> Task prompt
Starting at the line containing "Please mark the oven control" and continuing to the end of the items below, render those lines as a Markdown table with the columns Row and Item line. Number each line and skip any blank lines.

> Excerpted records
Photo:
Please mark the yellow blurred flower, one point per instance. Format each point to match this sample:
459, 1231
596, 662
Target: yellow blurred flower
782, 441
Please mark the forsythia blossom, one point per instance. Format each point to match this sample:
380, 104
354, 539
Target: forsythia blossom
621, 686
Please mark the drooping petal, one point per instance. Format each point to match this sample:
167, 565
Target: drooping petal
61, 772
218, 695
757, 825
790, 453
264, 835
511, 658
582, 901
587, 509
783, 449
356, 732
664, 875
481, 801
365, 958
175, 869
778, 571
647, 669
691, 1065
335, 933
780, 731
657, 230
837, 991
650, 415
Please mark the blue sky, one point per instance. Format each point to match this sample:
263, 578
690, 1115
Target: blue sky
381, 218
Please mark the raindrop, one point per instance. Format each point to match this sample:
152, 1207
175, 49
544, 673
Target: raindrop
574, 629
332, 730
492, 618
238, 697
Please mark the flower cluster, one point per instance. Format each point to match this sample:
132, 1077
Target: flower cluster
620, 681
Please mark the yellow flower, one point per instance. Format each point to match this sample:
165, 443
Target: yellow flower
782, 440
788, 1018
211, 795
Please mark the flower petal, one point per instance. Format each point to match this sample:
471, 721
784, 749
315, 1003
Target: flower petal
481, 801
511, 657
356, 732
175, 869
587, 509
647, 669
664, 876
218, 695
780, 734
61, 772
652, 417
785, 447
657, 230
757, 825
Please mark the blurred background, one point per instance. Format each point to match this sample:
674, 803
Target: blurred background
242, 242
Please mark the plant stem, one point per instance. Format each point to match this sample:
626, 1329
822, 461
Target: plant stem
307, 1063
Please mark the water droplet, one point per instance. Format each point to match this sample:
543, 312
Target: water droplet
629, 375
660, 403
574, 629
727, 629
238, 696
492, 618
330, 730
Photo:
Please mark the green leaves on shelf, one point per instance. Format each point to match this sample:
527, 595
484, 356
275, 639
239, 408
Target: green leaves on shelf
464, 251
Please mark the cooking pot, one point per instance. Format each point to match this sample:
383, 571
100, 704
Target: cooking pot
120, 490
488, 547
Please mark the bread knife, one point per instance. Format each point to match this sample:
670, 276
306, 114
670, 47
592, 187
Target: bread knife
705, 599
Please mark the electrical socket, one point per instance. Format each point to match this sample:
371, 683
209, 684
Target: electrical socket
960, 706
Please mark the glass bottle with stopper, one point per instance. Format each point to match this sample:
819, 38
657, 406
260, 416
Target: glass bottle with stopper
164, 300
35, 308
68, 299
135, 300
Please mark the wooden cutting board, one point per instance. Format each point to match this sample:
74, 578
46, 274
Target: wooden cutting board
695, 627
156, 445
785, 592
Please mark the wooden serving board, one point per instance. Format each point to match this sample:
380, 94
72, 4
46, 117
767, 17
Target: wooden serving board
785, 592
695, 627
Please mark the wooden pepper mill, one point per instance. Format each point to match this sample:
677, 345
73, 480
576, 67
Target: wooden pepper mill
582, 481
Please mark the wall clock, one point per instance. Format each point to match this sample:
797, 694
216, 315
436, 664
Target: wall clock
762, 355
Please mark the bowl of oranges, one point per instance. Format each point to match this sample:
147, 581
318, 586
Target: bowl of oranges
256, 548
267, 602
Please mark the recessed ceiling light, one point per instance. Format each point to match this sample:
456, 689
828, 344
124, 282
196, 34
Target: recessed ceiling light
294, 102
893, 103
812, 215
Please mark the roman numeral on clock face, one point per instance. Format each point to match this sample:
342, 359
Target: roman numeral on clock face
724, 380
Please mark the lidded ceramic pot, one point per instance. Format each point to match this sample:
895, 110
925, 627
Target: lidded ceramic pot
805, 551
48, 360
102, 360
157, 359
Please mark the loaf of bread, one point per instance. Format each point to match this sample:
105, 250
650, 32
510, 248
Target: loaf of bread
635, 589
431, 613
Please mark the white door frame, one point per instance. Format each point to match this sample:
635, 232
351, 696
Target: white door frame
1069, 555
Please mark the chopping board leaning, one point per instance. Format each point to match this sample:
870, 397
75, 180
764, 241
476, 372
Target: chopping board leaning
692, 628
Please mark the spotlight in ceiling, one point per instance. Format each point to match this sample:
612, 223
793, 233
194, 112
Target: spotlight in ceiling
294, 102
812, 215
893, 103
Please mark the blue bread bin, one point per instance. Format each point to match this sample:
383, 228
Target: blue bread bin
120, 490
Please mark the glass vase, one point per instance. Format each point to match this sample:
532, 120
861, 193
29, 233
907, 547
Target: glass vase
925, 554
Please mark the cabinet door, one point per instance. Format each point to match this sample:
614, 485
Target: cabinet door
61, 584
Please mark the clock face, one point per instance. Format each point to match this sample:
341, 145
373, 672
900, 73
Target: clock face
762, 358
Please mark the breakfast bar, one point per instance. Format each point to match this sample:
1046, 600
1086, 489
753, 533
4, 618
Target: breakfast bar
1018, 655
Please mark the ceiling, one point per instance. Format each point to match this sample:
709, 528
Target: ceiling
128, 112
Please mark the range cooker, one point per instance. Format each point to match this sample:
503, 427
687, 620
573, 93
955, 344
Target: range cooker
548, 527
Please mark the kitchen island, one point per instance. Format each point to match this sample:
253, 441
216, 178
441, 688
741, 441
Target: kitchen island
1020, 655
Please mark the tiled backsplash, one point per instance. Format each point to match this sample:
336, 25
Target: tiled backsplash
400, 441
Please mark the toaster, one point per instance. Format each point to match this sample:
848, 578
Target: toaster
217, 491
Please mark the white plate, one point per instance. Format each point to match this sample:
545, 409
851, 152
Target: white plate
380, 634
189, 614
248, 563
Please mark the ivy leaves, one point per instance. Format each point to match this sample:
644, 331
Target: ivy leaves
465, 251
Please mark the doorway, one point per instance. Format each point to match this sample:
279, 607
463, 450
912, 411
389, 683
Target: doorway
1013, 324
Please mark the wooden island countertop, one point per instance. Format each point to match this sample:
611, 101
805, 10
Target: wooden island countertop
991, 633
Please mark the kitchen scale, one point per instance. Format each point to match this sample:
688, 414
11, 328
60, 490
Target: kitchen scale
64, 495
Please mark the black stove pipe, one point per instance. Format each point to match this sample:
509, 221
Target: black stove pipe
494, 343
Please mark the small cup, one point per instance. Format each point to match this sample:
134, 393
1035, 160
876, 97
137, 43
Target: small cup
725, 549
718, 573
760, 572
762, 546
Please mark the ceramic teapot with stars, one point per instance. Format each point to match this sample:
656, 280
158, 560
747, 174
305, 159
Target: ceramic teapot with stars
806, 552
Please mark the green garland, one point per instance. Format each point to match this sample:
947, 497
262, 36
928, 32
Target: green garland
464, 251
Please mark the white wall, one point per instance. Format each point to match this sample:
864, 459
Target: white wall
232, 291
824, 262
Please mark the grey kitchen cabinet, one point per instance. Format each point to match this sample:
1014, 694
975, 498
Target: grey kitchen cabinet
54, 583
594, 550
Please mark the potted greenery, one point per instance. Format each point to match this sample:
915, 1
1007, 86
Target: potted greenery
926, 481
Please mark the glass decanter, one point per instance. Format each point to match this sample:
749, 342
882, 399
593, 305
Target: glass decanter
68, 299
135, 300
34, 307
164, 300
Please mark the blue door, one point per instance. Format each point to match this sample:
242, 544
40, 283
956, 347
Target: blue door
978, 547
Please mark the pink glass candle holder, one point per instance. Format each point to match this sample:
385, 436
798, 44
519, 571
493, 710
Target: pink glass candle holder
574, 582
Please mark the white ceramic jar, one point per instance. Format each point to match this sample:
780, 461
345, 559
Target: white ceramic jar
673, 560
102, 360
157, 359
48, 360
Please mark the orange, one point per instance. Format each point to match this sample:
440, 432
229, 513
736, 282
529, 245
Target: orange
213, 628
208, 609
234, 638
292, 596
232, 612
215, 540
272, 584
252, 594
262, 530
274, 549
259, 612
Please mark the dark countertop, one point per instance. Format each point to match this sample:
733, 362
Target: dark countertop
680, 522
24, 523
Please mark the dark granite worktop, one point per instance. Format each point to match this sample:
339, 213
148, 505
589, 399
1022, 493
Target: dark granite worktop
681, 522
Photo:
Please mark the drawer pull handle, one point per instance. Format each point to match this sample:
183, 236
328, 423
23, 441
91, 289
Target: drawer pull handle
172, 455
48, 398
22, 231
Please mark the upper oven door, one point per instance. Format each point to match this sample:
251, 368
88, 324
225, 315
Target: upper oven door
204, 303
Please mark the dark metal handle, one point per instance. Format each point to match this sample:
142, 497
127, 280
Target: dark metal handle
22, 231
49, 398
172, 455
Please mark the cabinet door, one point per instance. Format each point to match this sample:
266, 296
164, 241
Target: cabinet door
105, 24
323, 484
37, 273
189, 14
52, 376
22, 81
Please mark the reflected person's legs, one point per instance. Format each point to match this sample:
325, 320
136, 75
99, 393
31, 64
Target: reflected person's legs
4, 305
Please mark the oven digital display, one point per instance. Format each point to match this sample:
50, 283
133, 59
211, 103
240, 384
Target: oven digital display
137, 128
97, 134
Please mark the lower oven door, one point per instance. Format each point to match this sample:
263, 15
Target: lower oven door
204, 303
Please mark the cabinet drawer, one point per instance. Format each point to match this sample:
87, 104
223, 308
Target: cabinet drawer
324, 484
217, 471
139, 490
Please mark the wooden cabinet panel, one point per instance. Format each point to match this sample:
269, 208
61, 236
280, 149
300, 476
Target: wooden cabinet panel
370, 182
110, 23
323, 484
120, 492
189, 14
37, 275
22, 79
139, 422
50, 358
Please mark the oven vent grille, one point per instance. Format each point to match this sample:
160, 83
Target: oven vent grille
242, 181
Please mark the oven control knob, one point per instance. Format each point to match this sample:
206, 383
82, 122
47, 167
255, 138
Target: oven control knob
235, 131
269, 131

> The completed task
| Row | Item line |
|---|---|
| 1 | Please mark the oven control knob, one point per instance. Format each point to match this sample: |
| 2 | 206, 383 |
| 3 | 82, 122 |
| 4 | 47, 167 |
| 5 | 255, 138 |
| 6 | Target: oven control knob |
| 7 | 235, 131 |
| 8 | 269, 131 |